====== Extracted material

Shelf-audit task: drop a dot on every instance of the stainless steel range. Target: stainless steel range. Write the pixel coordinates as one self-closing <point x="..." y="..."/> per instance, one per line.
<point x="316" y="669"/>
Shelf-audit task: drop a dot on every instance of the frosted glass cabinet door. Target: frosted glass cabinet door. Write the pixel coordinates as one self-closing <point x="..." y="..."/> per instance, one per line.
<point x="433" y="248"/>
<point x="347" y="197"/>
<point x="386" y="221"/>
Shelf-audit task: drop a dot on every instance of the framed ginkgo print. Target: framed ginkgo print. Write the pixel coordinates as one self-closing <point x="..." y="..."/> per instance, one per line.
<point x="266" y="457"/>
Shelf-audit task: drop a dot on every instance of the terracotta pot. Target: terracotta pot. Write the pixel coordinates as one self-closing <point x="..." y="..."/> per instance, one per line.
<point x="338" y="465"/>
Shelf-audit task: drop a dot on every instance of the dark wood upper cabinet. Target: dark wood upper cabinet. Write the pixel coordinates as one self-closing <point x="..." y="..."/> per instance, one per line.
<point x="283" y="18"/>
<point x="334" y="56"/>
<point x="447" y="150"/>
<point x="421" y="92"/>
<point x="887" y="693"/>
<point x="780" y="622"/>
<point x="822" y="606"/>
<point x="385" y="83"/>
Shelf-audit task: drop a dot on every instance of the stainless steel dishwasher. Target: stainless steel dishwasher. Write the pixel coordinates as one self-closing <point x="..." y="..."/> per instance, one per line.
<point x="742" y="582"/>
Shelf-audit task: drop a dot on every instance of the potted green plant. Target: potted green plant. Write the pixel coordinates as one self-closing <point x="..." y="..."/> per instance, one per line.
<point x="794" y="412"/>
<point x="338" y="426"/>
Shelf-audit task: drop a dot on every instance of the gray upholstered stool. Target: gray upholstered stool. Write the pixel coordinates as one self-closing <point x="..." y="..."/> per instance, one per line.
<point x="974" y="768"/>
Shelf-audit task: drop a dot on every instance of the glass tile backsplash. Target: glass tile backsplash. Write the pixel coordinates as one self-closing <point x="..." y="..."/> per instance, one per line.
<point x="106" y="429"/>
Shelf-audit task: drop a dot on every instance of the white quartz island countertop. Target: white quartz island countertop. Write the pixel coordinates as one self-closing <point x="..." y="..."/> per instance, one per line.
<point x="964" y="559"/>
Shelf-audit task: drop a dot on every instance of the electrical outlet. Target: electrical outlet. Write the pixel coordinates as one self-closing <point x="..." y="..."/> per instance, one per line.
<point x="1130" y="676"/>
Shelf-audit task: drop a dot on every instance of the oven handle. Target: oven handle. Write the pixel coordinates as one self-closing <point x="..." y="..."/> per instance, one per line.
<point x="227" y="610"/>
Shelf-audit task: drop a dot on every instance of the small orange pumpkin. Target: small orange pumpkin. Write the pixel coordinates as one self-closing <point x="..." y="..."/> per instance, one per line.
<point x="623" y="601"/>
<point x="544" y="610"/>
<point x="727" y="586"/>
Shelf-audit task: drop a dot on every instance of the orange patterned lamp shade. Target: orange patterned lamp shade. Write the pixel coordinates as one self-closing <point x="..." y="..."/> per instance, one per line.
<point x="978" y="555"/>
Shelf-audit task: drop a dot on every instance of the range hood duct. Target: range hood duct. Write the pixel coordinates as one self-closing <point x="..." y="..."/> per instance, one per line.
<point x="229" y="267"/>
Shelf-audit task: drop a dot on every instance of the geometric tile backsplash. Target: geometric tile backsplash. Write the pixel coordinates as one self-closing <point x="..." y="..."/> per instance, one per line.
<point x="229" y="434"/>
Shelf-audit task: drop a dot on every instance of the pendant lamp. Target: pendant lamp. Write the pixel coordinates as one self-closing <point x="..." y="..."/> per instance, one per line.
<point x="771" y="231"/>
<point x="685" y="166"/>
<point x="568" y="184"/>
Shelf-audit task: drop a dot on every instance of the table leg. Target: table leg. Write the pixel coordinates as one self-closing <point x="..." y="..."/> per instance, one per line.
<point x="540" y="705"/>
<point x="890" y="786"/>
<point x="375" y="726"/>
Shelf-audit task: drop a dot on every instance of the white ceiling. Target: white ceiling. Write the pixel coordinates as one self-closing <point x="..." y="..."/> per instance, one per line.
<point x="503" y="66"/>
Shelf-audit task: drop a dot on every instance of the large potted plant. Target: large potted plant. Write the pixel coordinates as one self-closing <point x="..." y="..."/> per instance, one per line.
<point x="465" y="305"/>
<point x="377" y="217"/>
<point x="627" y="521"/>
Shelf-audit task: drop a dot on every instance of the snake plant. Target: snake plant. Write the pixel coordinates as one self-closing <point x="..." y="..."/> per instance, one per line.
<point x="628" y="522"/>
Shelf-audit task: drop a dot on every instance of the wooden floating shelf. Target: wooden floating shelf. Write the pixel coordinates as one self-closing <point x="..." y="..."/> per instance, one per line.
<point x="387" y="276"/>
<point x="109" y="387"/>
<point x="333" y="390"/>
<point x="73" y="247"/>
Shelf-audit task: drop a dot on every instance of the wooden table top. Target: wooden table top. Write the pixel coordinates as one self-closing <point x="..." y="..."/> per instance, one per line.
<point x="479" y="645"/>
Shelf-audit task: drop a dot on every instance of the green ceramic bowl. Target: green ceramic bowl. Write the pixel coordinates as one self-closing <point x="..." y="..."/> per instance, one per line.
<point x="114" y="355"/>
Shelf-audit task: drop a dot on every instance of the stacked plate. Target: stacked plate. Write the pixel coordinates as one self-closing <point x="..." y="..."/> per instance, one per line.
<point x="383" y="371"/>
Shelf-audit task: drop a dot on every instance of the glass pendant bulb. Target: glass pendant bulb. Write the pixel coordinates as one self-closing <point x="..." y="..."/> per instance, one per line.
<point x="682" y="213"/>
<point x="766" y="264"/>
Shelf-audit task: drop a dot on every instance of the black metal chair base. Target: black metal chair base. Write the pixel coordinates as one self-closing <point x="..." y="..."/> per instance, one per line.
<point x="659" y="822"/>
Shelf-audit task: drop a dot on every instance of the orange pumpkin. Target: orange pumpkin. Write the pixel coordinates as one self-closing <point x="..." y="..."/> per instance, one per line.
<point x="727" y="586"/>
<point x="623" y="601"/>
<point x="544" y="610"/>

============

What is being asked: Quote the material above word for word, starting at the line containing "Shelf-audit task: drop a dot on every instance of the black" and continuing through its final line.

Result below:
Shelf-audit task: drop a dot on every instance of the black metal chair base. Target: black metal chair base. Write the pixel coordinates as one self-closing <point x="..." y="..."/> per instance, one per line.
<point x="659" y="822"/>
Shelf-audit task: drop a dot on every instance of the orange pumpkin. Target: orange pumpkin. Write the pixel coordinates as one self-closing <point x="..." y="..."/> per instance, one per line.
<point x="727" y="586"/>
<point x="623" y="601"/>
<point x="544" y="610"/>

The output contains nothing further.